Reading passage:
Which means the economics are shifting in a direction that makes the original argument sharper, not softer. Organizations are not choosing between cloud and sovereignty as binary options. They are beginning to make explicit architectural decisions about which data lives where and under which conditions. That is progress. It is also, in most cases, still happening after the fact, in response to cost shocks and compliance pressure, rather than as a design principle from the start.
What the human factor data reveals is more troubling still:
65% of cloud security breaches trace back to human error, not software vulnerabilities. 82% of misconfigurations are human decisions, not systemic bugs. 82% of cloud breaches tie to credential failures or Identity and Access Management misconfiguration. These numbers come from separate studies (SentinelOne, Exabeam, StationX) and they converge on the same conclusion: you cannot regulate away human fallibility at the scale required by modern cloud infrastructure.
GDPR assumes organizational competence. Cloud environments assume organizational fallibility. These two assumptions do not resolve.

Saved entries
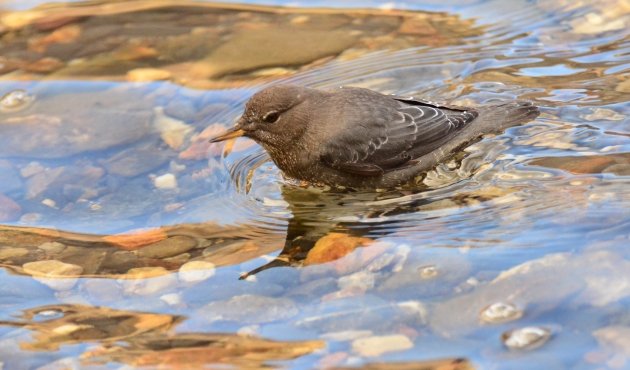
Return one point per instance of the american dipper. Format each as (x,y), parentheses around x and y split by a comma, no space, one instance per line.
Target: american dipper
(359,138)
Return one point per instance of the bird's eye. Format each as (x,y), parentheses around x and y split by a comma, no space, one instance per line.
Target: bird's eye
(271,117)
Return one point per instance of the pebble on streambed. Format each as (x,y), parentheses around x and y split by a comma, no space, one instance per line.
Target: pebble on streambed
(526,338)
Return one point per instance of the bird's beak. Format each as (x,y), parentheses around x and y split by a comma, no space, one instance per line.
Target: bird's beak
(231,133)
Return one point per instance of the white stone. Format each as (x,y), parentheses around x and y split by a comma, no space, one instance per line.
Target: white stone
(378,345)
(166,181)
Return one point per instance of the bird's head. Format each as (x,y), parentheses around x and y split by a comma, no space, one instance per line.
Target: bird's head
(273,116)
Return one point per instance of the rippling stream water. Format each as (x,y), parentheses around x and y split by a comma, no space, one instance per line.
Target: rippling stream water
(127,240)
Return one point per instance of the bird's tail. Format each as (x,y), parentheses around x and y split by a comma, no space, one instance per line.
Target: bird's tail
(499,117)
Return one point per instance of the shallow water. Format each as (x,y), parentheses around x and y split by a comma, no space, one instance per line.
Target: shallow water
(126,240)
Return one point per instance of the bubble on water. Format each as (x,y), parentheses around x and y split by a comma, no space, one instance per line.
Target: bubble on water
(428,272)
(526,338)
(500,312)
(15,100)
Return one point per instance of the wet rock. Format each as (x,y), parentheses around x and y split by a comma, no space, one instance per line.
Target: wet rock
(147,75)
(148,281)
(526,338)
(170,247)
(419,26)
(15,100)
(63,35)
(11,253)
(196,271)
(334,246)
(119,262)
(593,279)
(137,160)
(616,338)
(9,209)
(623,86)
(33,168)
(363,312)
(179,259)
(10,177)
(604,114)
(172,299)
(247,51)
(250,309)
(90,259)
(44,65)
(172,131)
(379,345)
(347,335)
(359,281)
(587,164)
(167,181)
(64,183)
(499,312)
(192,46)
(56,126)
(181,108)
(55,274)
(427,275)
(102,290)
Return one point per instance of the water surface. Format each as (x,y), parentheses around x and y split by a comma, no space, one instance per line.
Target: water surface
(127,240)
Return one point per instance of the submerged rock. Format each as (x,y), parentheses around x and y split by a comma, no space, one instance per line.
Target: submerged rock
(250,309)
(60,125)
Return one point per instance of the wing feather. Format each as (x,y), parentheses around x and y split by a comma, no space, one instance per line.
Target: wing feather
(409,129)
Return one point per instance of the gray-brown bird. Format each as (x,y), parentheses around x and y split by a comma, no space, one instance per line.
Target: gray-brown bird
(359,138)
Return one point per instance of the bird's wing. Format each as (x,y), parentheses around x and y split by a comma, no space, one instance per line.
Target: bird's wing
(384,139)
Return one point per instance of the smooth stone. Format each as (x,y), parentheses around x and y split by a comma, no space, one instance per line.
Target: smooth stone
(11,179)
(137,160)
(55,126)
(148,281)
(278,46)
(52,247)
(88,258)
(170,247)
(526,338)
(147,75)
(165,182)
(10,253)
(195,271)
(379,345)
(616,338)
(9,209)
(250,309)
(172,131)
(102,290)
(591,279)
(55,274)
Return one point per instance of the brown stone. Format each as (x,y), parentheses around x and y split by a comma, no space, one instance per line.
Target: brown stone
(334,246)
(248,51)
(170,247)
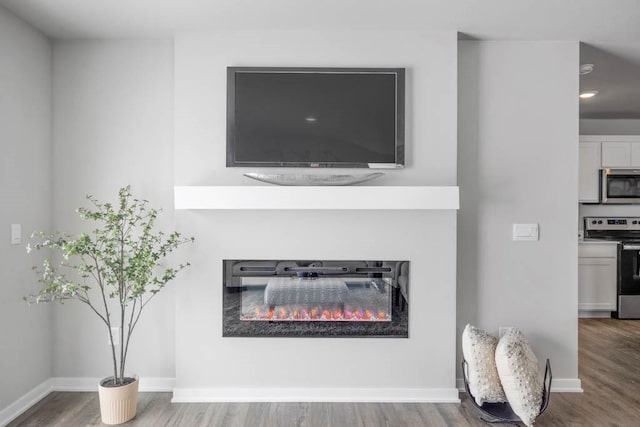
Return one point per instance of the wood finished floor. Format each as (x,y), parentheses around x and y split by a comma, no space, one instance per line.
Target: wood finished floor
(609,364)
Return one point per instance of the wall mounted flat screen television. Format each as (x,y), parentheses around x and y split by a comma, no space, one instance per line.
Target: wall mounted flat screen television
(315,117)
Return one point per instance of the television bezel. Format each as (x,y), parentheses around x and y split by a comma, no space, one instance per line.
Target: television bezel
(399,74)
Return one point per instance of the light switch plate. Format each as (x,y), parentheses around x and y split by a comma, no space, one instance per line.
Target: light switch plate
(16,234)
(525,232)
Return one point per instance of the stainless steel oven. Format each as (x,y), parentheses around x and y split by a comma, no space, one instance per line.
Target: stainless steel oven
(626,231)
(629,280)
(620,186)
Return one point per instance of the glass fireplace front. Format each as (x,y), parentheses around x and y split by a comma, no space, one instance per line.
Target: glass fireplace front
(315,298)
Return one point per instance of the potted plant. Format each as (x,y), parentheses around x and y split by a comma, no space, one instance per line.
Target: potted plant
(115,270)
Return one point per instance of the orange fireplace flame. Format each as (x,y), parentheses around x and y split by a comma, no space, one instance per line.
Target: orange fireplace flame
(298,313)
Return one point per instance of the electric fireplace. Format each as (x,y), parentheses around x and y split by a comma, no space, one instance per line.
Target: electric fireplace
(311,298)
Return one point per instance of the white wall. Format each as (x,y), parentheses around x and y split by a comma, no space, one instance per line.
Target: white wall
(25,172)
(113,126)
(210,367)
(517,163)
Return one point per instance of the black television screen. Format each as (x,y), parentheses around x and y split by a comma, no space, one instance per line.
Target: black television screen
(315,117)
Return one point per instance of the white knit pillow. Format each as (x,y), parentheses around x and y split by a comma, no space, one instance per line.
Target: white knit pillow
(478,350)
(520,376)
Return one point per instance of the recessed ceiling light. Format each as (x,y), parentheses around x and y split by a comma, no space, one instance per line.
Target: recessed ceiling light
(588,94)
(586,69)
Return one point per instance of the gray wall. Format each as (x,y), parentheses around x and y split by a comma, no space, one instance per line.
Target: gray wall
(609,127)
(113,126)
(517,163)
(25,191)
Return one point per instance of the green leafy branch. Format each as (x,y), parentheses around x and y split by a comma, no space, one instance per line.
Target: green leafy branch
(122,258)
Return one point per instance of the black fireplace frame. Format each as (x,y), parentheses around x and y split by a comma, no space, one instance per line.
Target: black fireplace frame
(234,326)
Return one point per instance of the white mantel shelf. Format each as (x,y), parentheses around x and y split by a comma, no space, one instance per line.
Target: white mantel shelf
(329,197)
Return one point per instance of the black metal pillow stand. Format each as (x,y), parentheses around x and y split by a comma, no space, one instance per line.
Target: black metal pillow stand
(501,413)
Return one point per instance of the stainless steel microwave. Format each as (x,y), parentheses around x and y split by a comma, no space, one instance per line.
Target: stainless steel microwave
(620,186)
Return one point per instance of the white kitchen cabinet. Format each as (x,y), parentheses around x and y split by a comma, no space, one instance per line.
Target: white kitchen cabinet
(635,154)
(589,172)
(597,279)
(616,155)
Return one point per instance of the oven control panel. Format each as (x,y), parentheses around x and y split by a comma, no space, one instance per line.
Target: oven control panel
(611,223)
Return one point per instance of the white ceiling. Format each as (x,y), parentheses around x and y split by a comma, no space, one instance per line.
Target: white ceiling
(610,28)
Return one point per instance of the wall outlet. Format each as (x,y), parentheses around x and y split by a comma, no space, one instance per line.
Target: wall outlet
(16,234)
(503,330)
(115,332)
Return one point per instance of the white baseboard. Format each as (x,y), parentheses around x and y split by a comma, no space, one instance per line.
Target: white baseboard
(147,384)
(567,385)
(594,314)
(73,384)
(430,395)
(558,385)
(15,409)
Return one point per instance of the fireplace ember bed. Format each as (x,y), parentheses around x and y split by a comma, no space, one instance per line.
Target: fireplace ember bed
(312,298)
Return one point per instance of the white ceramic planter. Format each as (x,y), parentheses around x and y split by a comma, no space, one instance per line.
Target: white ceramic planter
(118,404)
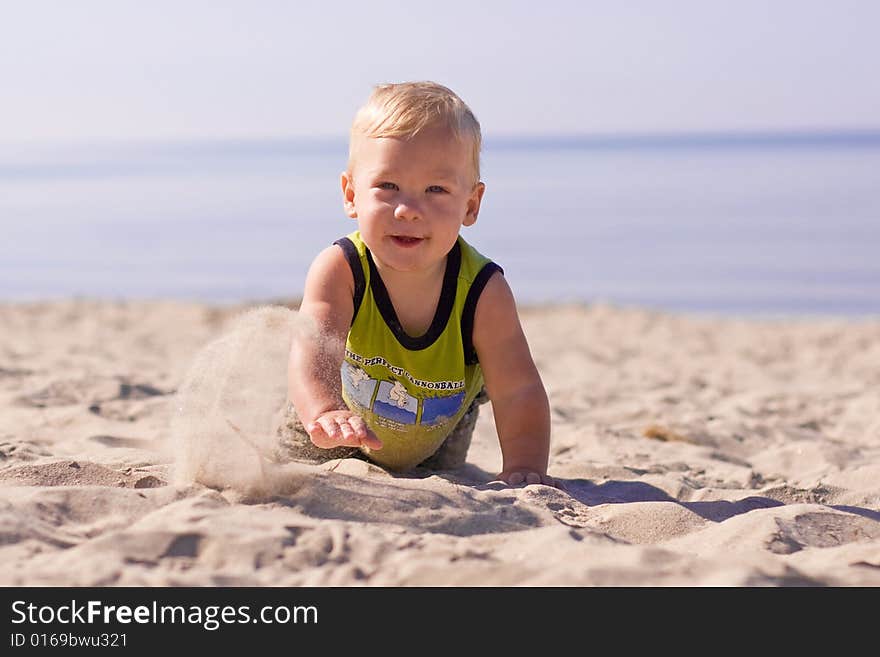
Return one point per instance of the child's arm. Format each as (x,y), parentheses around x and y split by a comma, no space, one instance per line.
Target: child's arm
(519,401)
(313,381)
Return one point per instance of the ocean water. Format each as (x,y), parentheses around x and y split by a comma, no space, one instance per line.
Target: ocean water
(727,224)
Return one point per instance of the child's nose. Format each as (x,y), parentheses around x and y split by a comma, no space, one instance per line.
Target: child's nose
(407,210)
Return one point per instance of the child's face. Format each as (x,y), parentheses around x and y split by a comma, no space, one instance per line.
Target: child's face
(411,197)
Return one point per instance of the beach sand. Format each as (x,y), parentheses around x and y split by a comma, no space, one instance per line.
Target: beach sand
(693,451)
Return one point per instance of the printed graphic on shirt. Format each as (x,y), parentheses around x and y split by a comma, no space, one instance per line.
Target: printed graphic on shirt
(359,387)
(394,402)
(437,410)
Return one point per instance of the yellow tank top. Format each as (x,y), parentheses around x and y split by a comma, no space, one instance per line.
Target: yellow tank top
(412,391)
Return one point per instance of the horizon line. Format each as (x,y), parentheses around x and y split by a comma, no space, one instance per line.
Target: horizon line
(865,135)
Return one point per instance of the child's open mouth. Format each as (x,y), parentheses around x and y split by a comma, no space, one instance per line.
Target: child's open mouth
(403,240)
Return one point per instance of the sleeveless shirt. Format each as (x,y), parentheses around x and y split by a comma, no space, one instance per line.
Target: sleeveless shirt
(412,391)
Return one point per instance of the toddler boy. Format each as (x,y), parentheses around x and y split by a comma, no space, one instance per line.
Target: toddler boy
(421,326)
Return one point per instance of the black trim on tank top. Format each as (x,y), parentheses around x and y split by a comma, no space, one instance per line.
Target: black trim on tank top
(470,309)
(444,305)
(354,261)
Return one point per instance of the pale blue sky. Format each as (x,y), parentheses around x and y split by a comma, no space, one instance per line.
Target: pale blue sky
(168,69)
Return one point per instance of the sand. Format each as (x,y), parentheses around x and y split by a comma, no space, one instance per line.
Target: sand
(693,451)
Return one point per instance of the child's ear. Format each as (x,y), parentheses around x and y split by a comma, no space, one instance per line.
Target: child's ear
(348,194)
(473,206)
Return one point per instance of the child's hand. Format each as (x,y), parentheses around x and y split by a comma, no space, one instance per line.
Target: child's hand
(521,476)
(341,428)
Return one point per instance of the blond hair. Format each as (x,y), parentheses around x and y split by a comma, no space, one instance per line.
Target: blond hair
(404,109)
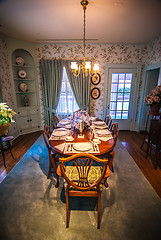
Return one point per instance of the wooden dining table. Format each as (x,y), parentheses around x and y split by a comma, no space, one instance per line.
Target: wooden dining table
(105,147)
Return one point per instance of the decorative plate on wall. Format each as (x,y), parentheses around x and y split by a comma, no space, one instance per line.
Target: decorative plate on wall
(95,93)
(20,61)
(96,78)
(22,74)
(23,87)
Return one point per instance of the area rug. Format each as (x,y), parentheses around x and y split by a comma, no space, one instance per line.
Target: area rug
(31,208)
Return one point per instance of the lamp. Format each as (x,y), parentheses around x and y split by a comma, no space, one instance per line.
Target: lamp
(86,66)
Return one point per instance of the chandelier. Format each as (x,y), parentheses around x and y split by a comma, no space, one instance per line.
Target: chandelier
(86,66)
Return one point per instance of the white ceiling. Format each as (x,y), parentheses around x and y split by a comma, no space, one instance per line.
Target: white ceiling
(107,21)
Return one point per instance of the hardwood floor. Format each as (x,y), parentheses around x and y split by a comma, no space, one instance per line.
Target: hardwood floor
(19,148)
(131,140)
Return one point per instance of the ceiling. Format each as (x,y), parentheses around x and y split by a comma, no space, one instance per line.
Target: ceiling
(107,21)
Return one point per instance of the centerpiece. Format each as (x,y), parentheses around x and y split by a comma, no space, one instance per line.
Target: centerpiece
(6,117)
(153,100)
(81,121)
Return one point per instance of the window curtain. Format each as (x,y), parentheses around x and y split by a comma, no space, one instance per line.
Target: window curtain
(51,77)
(80,86)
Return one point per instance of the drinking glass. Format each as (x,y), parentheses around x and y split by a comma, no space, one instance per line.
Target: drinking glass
(90,135)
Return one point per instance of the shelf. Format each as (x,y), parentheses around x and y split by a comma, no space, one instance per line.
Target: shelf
(25,66)
(29,92)
(23,79)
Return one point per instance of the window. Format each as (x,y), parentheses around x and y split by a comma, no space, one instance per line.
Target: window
(67,103)
(120,95)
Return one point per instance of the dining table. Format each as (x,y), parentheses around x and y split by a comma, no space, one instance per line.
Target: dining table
(67,142)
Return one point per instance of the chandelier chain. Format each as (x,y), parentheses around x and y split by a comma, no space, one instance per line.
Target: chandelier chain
(84,30)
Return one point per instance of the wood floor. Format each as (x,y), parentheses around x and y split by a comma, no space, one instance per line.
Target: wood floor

Problem to work on:
Copy out the passage on cloud sovereignty above, starting with "Which means the" and going on through "from the start.", but change "cost shocks" to "budget shocks".

Expected answer:
Which means the economics are shifting in a direction that makes the original argument sharper, not softer. Organizations are not choosing between cloud and sovereignty as binary options. They are beginning to make explicit architectural decisions about which data lives where and under which conditions. That is progress. It is also, in most cases, still happening after the fact, in response to budget shocks and compliance pressure, rather than as a design principle from the start.